Input data START
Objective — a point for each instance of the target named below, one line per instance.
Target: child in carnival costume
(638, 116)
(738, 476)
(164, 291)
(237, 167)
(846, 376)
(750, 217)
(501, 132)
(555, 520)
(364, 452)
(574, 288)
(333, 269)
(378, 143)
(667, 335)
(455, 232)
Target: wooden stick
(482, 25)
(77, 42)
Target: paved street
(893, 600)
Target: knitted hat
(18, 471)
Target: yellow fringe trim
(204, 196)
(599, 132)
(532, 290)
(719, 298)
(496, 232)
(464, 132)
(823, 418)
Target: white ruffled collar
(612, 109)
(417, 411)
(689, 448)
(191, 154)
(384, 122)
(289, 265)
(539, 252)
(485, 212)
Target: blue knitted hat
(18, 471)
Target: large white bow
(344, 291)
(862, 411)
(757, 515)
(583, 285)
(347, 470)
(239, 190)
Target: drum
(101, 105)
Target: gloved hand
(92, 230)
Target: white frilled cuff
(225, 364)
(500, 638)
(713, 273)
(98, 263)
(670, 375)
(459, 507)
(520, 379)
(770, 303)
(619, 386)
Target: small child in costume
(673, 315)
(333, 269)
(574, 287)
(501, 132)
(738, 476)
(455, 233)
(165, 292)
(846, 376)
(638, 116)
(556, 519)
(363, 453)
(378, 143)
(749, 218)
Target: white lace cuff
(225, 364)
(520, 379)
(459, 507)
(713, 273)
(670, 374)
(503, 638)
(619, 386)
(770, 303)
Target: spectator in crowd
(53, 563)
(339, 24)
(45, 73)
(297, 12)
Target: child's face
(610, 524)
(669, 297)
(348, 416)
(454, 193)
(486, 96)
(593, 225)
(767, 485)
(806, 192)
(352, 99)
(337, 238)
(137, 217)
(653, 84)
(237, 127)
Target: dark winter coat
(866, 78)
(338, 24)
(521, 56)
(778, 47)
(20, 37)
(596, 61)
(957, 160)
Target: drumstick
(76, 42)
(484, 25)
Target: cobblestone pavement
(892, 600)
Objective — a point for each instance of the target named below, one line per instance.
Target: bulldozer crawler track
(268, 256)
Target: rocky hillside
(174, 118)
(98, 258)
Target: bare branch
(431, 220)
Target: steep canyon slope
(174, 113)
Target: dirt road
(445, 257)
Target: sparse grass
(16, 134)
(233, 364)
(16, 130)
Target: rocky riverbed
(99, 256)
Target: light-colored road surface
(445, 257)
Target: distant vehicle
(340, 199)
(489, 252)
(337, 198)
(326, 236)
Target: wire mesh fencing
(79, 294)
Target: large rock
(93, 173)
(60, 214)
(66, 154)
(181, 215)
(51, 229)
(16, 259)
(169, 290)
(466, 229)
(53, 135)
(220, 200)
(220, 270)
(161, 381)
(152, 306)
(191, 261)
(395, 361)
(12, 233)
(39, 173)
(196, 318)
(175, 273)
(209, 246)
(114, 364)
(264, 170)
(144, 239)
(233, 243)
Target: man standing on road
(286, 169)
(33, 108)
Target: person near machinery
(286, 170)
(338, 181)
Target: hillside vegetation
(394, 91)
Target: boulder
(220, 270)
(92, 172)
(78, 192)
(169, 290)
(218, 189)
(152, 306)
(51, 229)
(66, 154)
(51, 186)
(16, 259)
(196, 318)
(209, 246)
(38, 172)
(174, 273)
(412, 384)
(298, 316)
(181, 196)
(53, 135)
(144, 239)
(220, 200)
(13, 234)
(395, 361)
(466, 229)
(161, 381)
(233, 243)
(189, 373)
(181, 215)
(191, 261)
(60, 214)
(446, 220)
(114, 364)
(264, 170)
Input data END
## About this task
Copy task. Give back the whole listing exactly as written.

## Output of the exercise
Objective — a point for each instance of the target named below, one line per instance.
Target: child in carnival costume
(638, 116)
(738, 476)
(164, 291)
(237, 167)
(846, 376)
(750, 217)
(501, 132)
(555, 520)
(364, 452)
(574, 288)
(333, 269)
(378, 143)
(667, 335)
(455, 232)
Target: wooden stick
(482, 25)
(77, 42)
Target: paved street
(893, 600)
Target: knitted hat
(18, 471)
Target: yellow fringe trim
(204, 196)
(599, 132)
(532, 290)
(719, 298)
(496, 232)
(464, 132)
(823, 418)
Target: white ruffled collar
(612, 109)
(417, 411)
(689, 448)
(191, 154)
(384, 122)
(289, 265)
(539, 252)
(485, 212)
Target: blue knitted hat
(18, 471)
Target: large white bow
(344, 291)
(862, 411)
(757, 515)
(583, 285)
(347, 470)
(239, 190)
Target: drum
(101, 105)
Target: gloved hand
(92, 230)
Target: white frilled cuff
(225, 364)
(500, 638)
(713, 273)
(98, 263)
(670, 375)
(459, 507)
(520, 379)
(770, 303)
(619, 386)
Target: small child in costume
(673, 315)
(333, 269)
(574, 287)
(501, 132)
(738, 476)
(455, 233)
(165, 292)
(846, 376)
(638, 116)
(556, 519)
(363, 453)
(378, 143)
(749, 218)
Target: white lace cuff
(225, 364)
(520, 379)
(459, 507)
(713, 273)
(670, 374)
(503, 638)
(619, 386)
(770, 303)
Target: spectator in crowd
(53, 563)
(339, 24)
(45, 73)
(297, 12)
Target: child's face
(610, 524)
(669, 297)
(348, 416)
(454, 193)
(486, 96)
(593, 225)
(767, 485)
(806, 192)
(352, 99)
(337, 238)
(137, 217)
(653, 84)
(237, 127)
Target: dark winter coat
(866, 78)
(338, 24)
(521, 56)
(778, 47)
(20, 37)
(596, 61)
(957, 160)
Target: drumstick
(76, 42)
(484, 25)
Target: cobblestone pavement
(892, 600)
Objective — a point for each instance of the target named below, one line per instance.
Target: bulldozer crawler track
(268, 256)
Target: rocky hillside
(174, 118)
(98, 258)
Target: bare branch
(431, 220)
Target: steep canyon slope
(174, 113)
Target: dirt road
(445, 257)
Target: sparse grass
(16, 134)
(233, 364)
(16, 130)
Target: rocky riverbed
(99, 256)
Target: light-colored road surface
(445, 257)
Target: distant vehicle
(340, 199)
(489, 252)
(337, 198)
(326, 236)
Target: wire mesh fencing
(79, 294)
Target: large rock
(93, 173)
(60, 214)
(66, 154)
(181, 215)
(51, 229)
(16, 259)
(169, 290)
(466, 229)
(53, 135)
(220, 200)
(220, 270)
(161, 381)
(152, 306)
(191, 261)
(395, 361)
(12, 233)
(39, 173)
(196, 318)
(175, 273)
(209, 246)
(114, 364)
(264, 170)
(144, 239)
(233, 243)
Target: man standing on road
(286, 169)
(33, 108)
Target: person near machinery
(286, 170)
(338, 181)
Target: hillside vegetation
(394, 91)
Target: boulder
(220, 270)
(92, 172)
(78, 192)
(169, 290)
(218, 189)
(152, 306)
(51, 229)
(66, 154)
(51, 186)
(16, 259)
(196, 318)
(209, 246)
(38, 172)
(174, 273)
(412, 384)
(298, 316)
(181, 196)
(53, 135)
(144, 239)
(220, 200)
(13, 234)
(395, 361)
(466, 229)
(161, 381)
(233, 243)
(189, 373)
(181, 215)
(191, 261)
(60, 214)
(446, 220)
(114, 364)
(264, 170)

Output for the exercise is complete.